— Text for analysis —
···

The invention pitched by Peerzada and his teammate, Dania El-Shaar, a Master of Public Health candidate at NEOMED, is a novel human glycoprotein named Osteoactivin that stimulates broken or damaged bone to repair itself. Developed by Dr. Fayez Safadi, a professor of anatomy and neurobiology and the director of NEOMED’s Osteolab, the biomaterial has shown the potential to speed recovery from spinal fusion surgery and treat osteoporosis and low bone-density, among other applications.

Because none of the other interns had any background in intellectual property, Peerzada did all the patent searches of the companies applying for funding and supported the four other teams in developing their investor pitches.

Opportunity to learn and teach

“We were really impressed with Rehan’s passion and commitment,” Reed said. “He took on a lot of responsibility in working with the different teams to look at the IP position of each of the companies and determine how it could increase their value or where the IP was a little deficient.”

···

— What this exercise asks —
A - According to the passage about Osteoactivin, who developed the biomaterial?
B - Carry on the passage about Osteoactivin from its final sentence.
The rows that come after the passage about Osteoactivin are not needed.

···

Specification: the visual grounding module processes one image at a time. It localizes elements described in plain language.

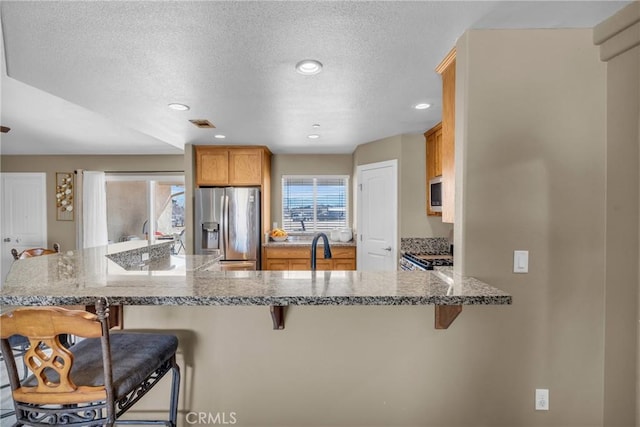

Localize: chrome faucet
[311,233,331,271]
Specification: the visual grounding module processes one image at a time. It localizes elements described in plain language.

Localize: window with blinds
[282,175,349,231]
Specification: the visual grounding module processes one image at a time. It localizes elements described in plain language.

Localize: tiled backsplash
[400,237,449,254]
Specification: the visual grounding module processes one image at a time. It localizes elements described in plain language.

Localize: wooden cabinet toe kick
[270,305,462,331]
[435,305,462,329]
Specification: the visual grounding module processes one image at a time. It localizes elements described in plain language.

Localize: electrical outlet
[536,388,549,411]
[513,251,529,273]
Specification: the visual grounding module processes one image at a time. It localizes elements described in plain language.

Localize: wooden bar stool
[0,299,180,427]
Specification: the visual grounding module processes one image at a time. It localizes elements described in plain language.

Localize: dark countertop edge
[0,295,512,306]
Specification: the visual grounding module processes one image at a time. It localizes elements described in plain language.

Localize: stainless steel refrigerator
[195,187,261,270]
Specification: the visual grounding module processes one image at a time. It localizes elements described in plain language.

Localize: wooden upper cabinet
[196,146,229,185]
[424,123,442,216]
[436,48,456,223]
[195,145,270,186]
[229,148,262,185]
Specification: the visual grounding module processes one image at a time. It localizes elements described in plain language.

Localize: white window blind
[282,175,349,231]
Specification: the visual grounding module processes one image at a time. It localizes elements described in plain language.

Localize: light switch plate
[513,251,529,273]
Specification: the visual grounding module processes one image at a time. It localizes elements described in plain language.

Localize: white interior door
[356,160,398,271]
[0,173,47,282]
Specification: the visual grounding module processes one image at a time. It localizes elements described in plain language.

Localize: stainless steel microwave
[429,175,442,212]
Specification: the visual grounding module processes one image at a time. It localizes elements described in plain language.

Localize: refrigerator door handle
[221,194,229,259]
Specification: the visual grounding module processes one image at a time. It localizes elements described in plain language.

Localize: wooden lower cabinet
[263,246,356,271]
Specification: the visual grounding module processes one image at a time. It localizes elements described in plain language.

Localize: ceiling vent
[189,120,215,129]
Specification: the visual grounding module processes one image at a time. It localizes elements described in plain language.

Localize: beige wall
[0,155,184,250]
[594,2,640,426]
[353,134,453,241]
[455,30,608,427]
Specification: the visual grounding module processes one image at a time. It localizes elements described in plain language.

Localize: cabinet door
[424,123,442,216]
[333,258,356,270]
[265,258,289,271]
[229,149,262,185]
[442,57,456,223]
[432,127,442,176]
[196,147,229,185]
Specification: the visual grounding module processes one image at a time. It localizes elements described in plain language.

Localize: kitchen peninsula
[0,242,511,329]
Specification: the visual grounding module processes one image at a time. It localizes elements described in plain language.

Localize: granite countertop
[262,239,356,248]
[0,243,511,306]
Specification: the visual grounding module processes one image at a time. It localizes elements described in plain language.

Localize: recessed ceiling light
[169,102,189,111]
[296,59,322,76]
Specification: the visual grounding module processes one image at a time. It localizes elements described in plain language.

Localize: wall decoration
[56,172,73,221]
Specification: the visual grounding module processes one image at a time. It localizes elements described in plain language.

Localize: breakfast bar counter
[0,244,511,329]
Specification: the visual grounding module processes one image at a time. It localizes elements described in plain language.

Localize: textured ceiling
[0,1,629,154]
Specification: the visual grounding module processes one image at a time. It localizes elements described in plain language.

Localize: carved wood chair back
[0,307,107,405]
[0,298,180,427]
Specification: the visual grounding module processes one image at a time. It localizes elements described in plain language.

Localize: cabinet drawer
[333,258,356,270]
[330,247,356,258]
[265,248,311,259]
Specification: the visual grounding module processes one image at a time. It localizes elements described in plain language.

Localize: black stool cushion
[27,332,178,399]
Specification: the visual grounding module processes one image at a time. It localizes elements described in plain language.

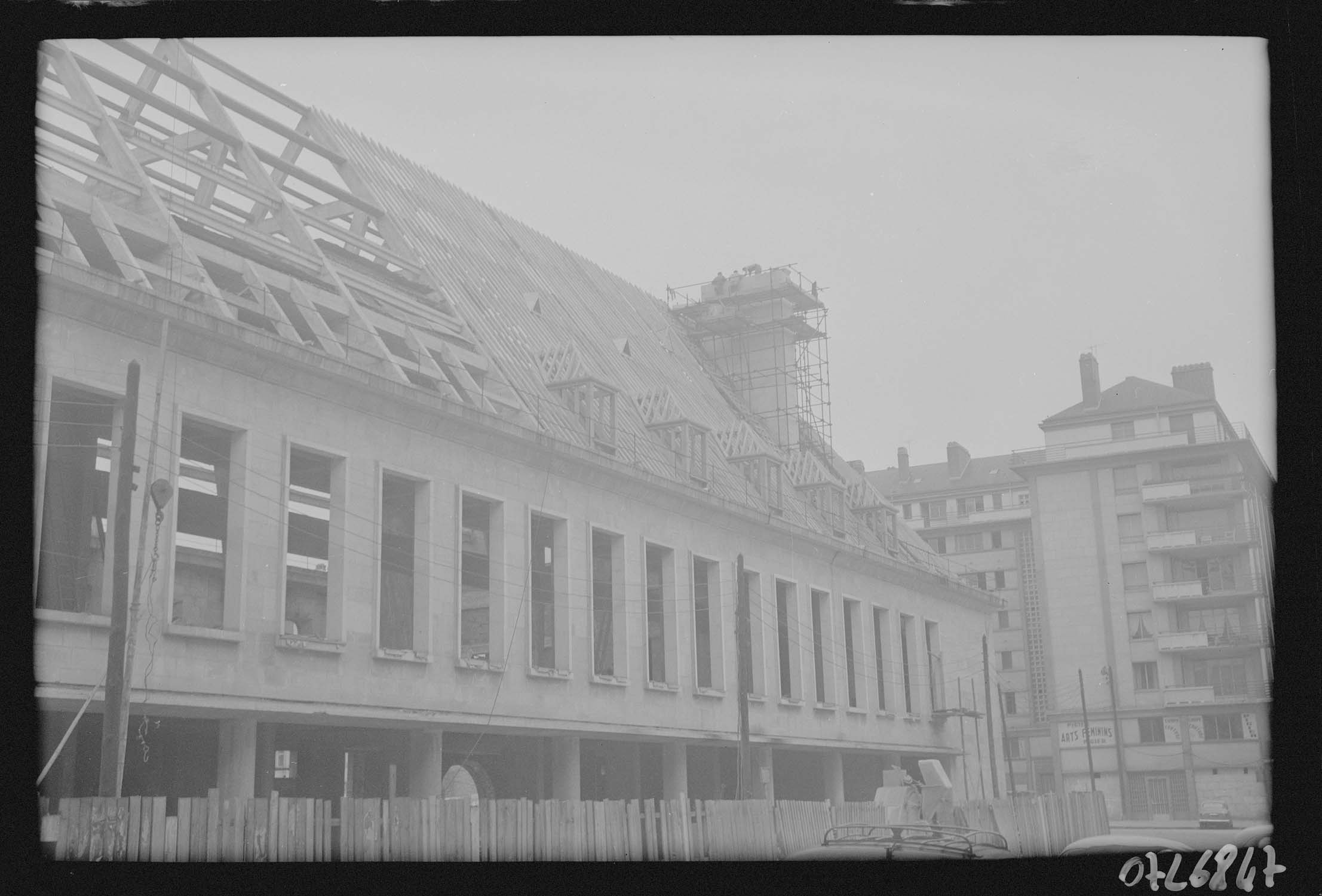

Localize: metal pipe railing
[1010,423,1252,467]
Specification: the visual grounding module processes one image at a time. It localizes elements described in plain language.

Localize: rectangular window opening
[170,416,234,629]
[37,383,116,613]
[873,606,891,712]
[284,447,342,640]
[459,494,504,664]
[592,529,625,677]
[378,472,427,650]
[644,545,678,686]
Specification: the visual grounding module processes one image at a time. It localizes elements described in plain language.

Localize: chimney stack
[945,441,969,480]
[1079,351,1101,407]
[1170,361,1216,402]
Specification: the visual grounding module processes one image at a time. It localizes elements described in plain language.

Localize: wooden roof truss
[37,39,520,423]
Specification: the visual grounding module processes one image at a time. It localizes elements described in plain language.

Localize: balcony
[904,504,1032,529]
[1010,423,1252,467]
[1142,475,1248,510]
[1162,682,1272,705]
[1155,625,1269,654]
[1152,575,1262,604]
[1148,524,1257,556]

···

— List of answers —
A - Dr. Fayez Safadi, a professor of anatomy and neurobiology and the director of NEOMED's Osteolab, developed it.

B -
“I was the only law student there, so I had a fun time educating the other students about patents and intellectual property,” Peerzada said. “But I also learned a lot from them. My circle is just law school. Their perspective, how they approach a problem, was so different from mine.

“I had no exposure to analyzing any kind of biotechnology patent, so this was completely new for me,” he continued. “I don’t know where else a student could have the experience of transforming a biotech patent into a marketable technology and then pitching it to potential investors.”

Both Reed and Baade are very pleased with how the first REDIzone internship program went and do not anticipate making many changes for 2020. However, Baade said, “We think we’d like to have two IP-focused law students among our interns next summer.”